= Beginning of Section =

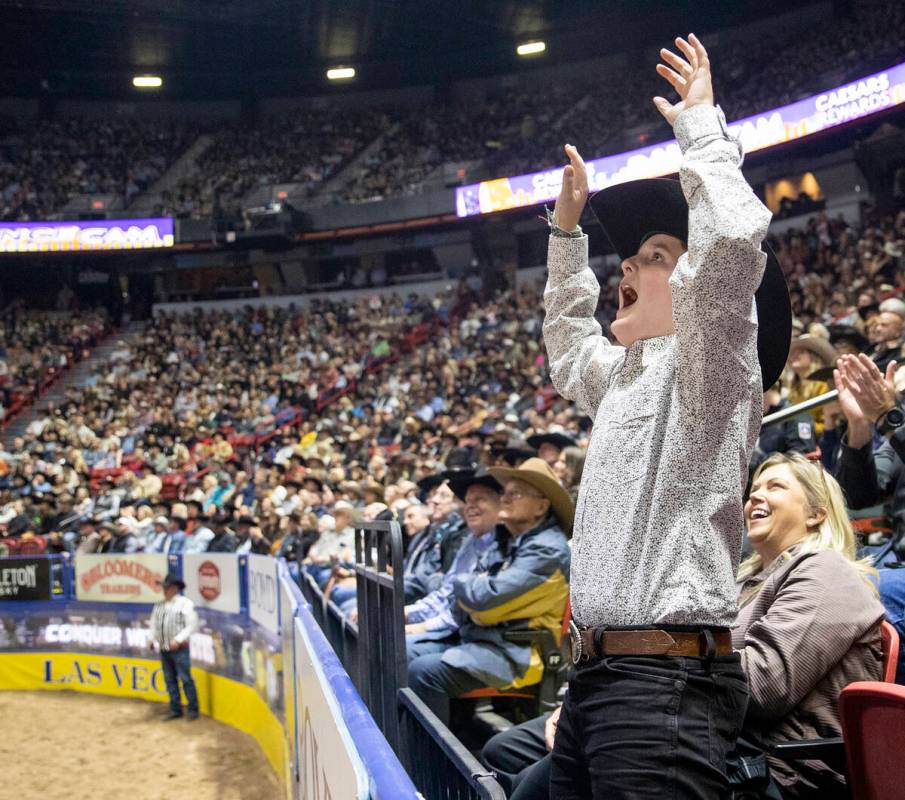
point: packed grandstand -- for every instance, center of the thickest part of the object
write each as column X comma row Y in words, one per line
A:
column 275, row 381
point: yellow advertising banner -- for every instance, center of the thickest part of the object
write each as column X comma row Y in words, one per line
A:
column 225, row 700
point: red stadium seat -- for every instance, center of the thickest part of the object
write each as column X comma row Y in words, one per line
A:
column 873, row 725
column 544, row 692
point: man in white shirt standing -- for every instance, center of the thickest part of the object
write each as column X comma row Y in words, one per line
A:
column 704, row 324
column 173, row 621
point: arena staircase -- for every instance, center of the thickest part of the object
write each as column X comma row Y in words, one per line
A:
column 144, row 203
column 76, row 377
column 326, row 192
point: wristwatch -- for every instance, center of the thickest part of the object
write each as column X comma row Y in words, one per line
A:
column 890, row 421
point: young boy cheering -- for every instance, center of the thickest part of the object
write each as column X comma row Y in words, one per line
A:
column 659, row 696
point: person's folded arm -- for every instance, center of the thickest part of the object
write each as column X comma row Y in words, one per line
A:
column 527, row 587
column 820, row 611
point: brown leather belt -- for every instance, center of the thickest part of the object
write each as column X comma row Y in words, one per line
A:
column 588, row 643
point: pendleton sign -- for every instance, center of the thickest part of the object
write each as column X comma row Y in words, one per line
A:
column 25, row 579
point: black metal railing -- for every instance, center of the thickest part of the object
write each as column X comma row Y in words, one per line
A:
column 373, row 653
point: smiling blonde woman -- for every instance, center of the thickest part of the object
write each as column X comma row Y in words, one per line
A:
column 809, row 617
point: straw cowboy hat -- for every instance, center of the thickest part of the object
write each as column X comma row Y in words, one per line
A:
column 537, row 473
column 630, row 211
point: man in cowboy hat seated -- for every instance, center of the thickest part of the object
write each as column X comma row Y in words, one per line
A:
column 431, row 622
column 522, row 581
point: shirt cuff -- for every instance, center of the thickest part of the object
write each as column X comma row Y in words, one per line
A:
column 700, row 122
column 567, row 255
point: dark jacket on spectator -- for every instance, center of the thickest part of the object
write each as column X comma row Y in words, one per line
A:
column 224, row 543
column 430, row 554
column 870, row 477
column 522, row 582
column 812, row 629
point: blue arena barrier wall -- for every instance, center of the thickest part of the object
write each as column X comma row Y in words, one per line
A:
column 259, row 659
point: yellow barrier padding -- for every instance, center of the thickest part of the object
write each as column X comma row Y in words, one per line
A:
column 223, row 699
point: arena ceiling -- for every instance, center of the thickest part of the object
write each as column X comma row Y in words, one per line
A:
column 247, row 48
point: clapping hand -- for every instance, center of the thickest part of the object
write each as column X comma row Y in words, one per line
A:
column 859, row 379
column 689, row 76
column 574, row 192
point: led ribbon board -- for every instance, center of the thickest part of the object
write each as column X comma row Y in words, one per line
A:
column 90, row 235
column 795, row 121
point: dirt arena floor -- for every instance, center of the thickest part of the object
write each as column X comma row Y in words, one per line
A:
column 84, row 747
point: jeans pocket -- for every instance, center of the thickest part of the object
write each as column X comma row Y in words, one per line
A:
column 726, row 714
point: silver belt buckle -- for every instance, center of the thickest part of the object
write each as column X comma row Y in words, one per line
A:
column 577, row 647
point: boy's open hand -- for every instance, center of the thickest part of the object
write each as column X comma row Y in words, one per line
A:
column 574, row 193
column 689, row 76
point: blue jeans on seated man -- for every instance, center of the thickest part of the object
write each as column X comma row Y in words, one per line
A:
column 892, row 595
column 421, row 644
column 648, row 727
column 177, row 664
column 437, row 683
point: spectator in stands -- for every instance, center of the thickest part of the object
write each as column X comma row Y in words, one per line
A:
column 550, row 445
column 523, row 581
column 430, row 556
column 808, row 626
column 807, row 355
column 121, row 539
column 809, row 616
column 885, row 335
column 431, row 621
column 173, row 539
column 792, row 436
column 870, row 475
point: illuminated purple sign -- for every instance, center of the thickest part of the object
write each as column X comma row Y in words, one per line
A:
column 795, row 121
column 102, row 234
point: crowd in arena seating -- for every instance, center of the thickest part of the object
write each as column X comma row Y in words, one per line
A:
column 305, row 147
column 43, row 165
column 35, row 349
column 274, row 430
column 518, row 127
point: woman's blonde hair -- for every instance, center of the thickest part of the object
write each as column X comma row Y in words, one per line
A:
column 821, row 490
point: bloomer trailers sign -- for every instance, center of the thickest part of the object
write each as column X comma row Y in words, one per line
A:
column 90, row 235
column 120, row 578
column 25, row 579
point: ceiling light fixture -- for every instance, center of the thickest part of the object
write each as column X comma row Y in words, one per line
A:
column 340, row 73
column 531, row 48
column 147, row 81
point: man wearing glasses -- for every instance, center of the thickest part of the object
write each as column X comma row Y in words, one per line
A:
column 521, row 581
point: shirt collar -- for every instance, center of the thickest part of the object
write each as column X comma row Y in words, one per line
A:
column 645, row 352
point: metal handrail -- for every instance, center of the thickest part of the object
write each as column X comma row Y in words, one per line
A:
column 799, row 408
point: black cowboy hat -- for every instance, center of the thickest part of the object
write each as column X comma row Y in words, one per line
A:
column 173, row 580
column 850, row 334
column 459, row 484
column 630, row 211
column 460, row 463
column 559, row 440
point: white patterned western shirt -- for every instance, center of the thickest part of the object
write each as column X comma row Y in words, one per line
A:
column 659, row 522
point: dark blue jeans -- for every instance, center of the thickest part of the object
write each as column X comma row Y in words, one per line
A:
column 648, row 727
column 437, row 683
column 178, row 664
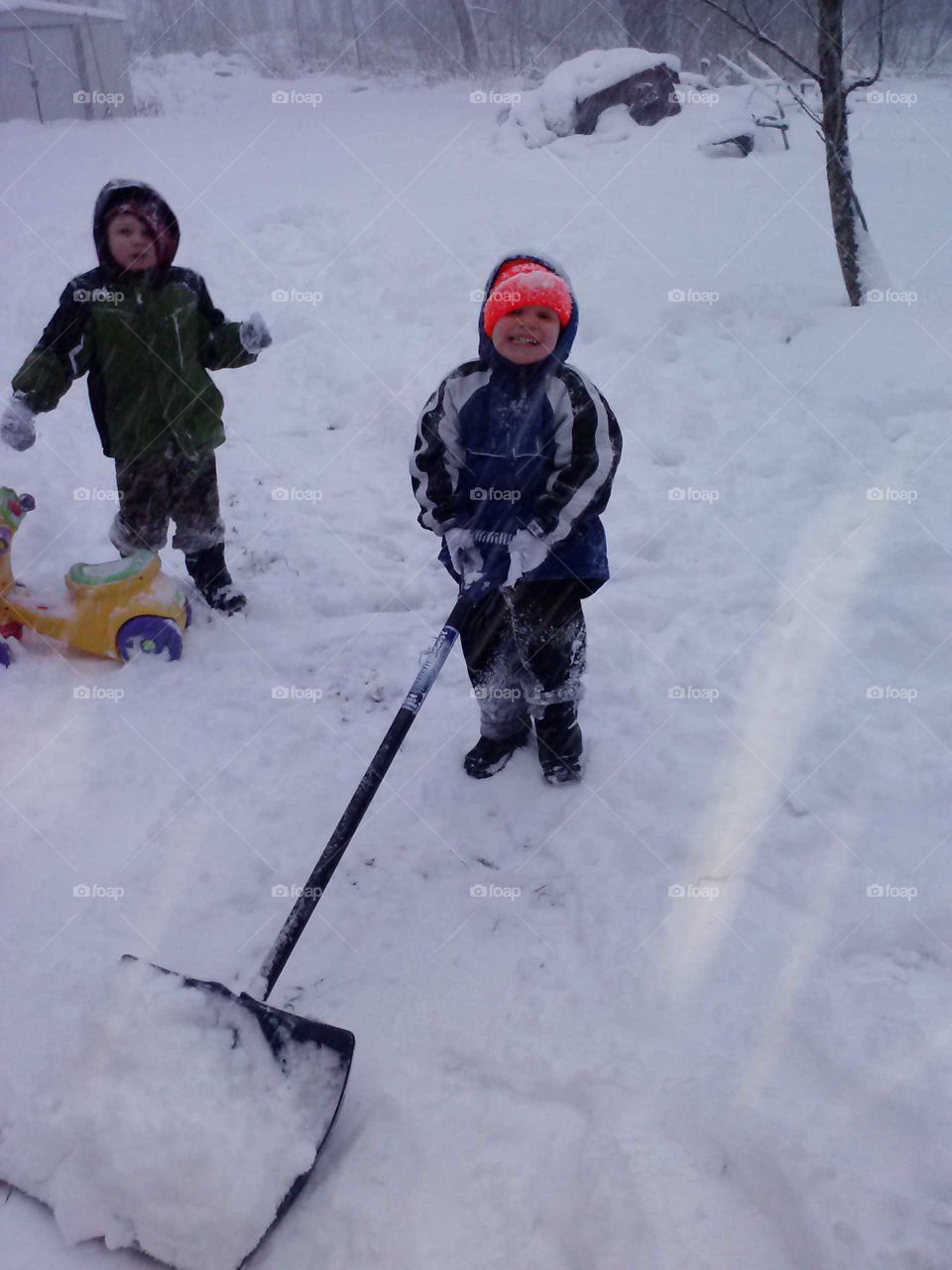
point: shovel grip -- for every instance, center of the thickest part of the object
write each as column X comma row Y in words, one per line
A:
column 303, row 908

= End of Section =

Write out, word for word, the lines from the first line of the entries through the one containing "point: man in white", both included. Leave out the pictures.

## Expected answer
point: packed grandstand -- for every instance, center of the thickest part of the object
write each as column X comma row Y in words, one per line
A:
column 275, row 381
point: yellow advertising banner -- for every instance, center of the thickest part of the object
write each as column X comma row Y in words, one per line
A:
column 225, row 700
point: red stadium seat -- for every instance, center of the thickest part of the object
write each as column X comma row Y in words, one per line
A:
column 873, row 725
column 544, row 692
point: man in white shirt standing -- for every instance, center of the thickest part of the object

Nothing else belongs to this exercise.